_To do_: Rewrite all of the material below, replacing "place a marker on each instance" with "mark each instance" throughout and changing nothing else. Leave the pictures out of your answer.

Pointing and labeling entries:
▽
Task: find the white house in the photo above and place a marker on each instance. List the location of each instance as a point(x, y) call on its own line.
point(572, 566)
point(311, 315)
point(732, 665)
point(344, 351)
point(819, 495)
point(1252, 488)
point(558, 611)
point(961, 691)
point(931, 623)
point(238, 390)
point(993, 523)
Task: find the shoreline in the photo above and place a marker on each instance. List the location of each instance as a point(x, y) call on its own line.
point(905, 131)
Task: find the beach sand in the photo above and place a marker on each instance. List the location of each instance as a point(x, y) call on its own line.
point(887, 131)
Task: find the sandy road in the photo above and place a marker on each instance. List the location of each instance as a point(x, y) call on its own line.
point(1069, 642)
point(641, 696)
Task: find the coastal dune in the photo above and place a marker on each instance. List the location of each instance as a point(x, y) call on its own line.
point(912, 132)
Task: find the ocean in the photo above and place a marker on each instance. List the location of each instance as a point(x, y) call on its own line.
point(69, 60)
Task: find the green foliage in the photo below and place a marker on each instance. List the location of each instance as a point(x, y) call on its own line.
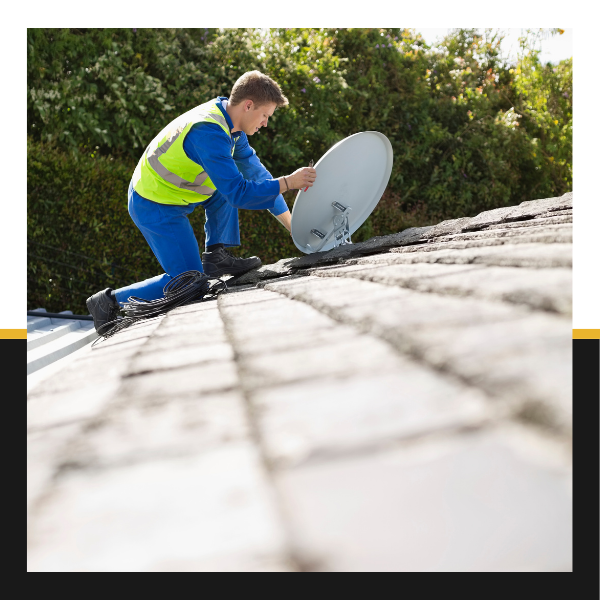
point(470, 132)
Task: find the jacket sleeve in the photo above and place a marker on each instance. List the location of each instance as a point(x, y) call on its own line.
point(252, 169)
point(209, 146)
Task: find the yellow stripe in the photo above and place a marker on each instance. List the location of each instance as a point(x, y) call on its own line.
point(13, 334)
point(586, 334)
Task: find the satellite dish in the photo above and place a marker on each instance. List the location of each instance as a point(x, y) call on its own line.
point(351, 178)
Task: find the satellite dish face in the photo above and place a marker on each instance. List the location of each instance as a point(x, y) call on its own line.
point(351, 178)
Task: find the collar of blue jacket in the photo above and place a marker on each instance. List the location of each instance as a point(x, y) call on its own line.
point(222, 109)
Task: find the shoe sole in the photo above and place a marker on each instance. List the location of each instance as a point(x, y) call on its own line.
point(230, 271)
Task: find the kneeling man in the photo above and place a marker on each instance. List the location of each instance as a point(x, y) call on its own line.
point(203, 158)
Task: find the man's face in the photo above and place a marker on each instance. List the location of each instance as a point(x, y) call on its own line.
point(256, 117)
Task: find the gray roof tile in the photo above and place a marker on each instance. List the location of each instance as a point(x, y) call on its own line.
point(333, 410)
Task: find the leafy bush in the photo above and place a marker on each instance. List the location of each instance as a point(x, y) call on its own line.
△
_Solution to this task_:
Task: find the white house in the photo above and mark each instance. List the location of each instance as a point(x, y) call on its own line.
point(572, 566)
point(311, 315)
point(732, 665)
point(344, 351)
point(819, 495)
point(1252, 488)
point(558, 611)
point(961, 691)
point(931, 623)
point(238, 390)
point(993, 523)
Task: find the shoreline in the photo above and mark each instance. List the location of each instance as a point(x, y) call on its own line.
point(905, 131)
Task: find the beach sand in the photo above and mark each instance. List the location of each instance as a point(x, y) call on its own line.
point(887, 131)
Task: find the sandy road in the photo above and mark each instance. List the location of each instance as a point(x, y) call on its own line.
point(1069, 642)
point(641, 696)
Task: find the coastal dune in the photo above and mark each instance. List the location of each instance as a point(x, y) call on its own line.
point(912, 132)
Task: find the ocean in the photo above and mark each instance. List the location of each instance as a point(x, y) call on its own line.
point(69, 60)
Task: find the green foliage in the photo below and mark each instance. List the location of each instance as a point(x, y) call on its own line.
point(470, 132)
Task: find the jacket sleeve in the photo above and mark each instance. List the location of each instance as a point(x, y) call on its own line.
point(252, 169)
point(209, 146)
Task: find the yellow stripe in the photo above and mark each instance. List the location of each instance as a point(x, y) call on its own line.
point(13, 334)
point(586, 334)
Task: find the satellite dish in the photo above and mark each instance. List the location of each instance as a point(x, y) call on its own line.
point(351, 178)
Task: find the satellite dish face in the photo above and mark each instance. List the location of each instance as a point(x, y) call on its own line.
point(351, 178)
Task: find the collar of blue jacket in the photo above and mark each instance. List the location of each instance as a point(x, y) call on its own line.
point(222, 109)
Task: find the shoe sole in the photo above and mark each instance. List the location of each instance as a point(x, y) call on its own line.
point(230, 271)
Task: find the kneeling man in the photo above and mark each instance. List the location of each instance as a point(x, y) call on its own line.
point(203, 158)
Task: find the man's face in the photo above and mark each instance. List the location of each instance as a point(x, y) call on its own line.
point(256, 117)
Task: find the gray roof tile in the photo above and mark each instance. List the location of each instance as a point(x, y) call on its own line.
point(333, 410)
Task: find the leafy bush in the photo above and mark each instance. List the location of each instance as a point(x, y) call on its own line.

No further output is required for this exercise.